:: WHAT IS REQUIRED ::
Return, word for word, the lines of the entries below, starting at the line that contains "of the hanging" and continuing through the end of the entries. Leave the pictures out of your answer.
(begin)
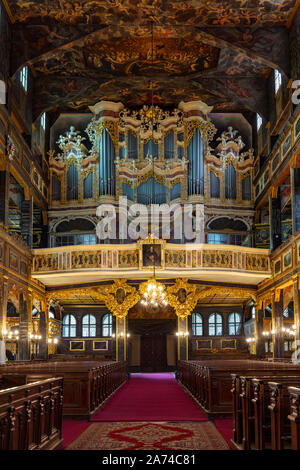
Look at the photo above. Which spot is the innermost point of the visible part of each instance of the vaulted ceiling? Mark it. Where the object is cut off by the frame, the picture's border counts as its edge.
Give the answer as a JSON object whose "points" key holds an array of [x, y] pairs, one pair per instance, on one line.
{"points": [[220, 52]]}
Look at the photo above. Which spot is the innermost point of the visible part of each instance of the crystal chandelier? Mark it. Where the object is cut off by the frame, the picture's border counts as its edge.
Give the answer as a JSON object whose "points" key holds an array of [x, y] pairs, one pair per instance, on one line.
{"points": [[153, 294], [153, 291]]}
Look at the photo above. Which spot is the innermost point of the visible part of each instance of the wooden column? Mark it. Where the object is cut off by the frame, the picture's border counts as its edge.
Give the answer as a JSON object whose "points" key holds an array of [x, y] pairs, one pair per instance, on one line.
{"points": [[3, 312], [296, 297], [24, 341], [295, 198], [27, 221], [182, 341], [277, 315], [260, 345], [43, 346], [275, 222], [4, 195], [121, 339]]}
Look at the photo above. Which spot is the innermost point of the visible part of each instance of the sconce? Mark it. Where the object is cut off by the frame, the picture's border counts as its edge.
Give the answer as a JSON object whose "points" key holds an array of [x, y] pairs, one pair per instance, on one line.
{"points": [[52, 340], [11, 335], [182, 334], [250, 340], [120, 335], [34, 337]]}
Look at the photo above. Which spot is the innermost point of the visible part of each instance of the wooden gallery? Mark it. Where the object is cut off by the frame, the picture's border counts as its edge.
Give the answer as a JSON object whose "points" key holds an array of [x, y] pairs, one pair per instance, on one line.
{"points": [[150, 225]]}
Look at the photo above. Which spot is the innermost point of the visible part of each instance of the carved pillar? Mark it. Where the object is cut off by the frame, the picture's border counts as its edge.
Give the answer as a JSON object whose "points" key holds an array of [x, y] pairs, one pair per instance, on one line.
{"points": [[260, 346], [27, 221], [277, 316], [296, 297], [24, 342], [295, 198], [4, 195], [121, 339], [3, 312], [275, 222], [43, 346], [183, 339]]}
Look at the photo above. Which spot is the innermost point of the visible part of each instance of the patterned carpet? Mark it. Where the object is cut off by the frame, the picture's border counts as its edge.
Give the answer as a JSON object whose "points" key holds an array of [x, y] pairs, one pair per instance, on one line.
{"points": [[150, 436]]}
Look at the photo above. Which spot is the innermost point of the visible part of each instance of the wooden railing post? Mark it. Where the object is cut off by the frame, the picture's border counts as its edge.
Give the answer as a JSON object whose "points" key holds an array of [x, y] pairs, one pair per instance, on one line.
{"points": [[294, 416]]}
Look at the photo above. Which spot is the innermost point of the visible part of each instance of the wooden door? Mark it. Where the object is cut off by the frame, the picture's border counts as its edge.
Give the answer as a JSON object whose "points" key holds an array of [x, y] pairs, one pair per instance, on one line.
{"points": [[153, 353]]}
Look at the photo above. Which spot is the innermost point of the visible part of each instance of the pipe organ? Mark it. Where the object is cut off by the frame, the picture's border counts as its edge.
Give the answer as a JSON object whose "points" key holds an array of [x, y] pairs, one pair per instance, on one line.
{"points": [[150, 155]]}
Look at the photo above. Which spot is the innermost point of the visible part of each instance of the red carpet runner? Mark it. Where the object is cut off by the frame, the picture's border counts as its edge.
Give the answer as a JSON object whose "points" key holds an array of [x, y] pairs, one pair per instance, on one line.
{"points": [[150, 397]]}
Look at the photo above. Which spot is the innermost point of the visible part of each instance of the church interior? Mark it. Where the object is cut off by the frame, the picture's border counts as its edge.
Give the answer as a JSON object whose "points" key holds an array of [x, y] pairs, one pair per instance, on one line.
{"points": [[150, 225]]}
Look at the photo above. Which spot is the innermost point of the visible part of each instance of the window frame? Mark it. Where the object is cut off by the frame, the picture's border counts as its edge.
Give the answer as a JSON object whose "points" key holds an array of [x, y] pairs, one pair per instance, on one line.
{"points": [[90, 326], [217, 324], [23, 78], [108, 325], [69, 326], [197, 324], [235, 324], [277, 81]]}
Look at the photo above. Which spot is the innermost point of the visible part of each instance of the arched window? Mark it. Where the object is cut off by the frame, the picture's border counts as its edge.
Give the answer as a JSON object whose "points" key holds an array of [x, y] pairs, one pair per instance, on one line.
{"points": [[51, 313], [69, 326], [289, 310], [88, 326], [234, 324], [35, 313], [197, 324], [107, 325], [72, 183], [230, 182], [215, 325]]}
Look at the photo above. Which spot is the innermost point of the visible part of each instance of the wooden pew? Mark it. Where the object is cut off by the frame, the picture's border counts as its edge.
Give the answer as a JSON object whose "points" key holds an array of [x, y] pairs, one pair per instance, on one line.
{"points": [[210, 382], [265, 406], [31, 416], [86, 383], [294, 416]]}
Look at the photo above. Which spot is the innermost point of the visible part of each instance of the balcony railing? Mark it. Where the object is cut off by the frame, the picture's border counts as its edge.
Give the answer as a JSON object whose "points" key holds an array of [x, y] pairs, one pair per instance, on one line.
{"points": [[121, 260]]}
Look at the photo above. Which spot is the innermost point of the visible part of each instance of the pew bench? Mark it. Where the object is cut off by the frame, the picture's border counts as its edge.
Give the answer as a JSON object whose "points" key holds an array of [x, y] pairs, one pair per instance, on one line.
{"points": [[261, 412], [31, 416], [87, 384]]}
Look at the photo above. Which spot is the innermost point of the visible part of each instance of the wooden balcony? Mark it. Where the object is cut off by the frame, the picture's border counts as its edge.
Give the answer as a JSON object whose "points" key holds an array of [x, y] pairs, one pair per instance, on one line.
{"points": [[90, 263]]}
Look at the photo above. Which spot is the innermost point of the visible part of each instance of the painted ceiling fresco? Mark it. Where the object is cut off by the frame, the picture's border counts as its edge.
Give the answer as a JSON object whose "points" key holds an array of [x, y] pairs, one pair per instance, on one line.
{"points": [[213, 12], [81, 52]]}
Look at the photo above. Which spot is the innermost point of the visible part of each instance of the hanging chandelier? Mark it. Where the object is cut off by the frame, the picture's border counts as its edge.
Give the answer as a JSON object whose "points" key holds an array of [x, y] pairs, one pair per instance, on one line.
{"points": [[153, 293]]}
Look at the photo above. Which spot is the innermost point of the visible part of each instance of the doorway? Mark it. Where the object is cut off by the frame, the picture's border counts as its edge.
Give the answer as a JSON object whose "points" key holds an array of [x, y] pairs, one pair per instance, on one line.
{"points": [[153, 353]]}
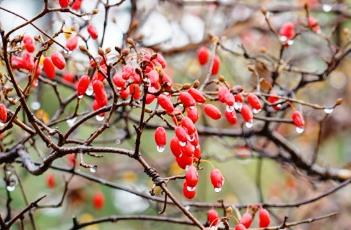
(end)
:: FULL RESPONSE ::
Look at the photo above. Which spot is the innermost point of the visible part of each instance of the hanging chandelier? Mark it. Where the object is cut off by the frame, the picture's border counts as its edge.
Give the answer as a JSON object whose "points" key holds an array of [x, y] pairs, one pair per instance, on one line.
{"points": [[153, 293]]}
Look at the photo above. Which spot is the innermost point of the visible part of each instance of the doorway? Mark it. Where the object is cut off by the frame, the picture's border counts as its edge.
Give the answer as a JSON object whose "points" key holds an array of [x, y] pairs, one pair per instance, on one line.
{"points": [[153, 353]]}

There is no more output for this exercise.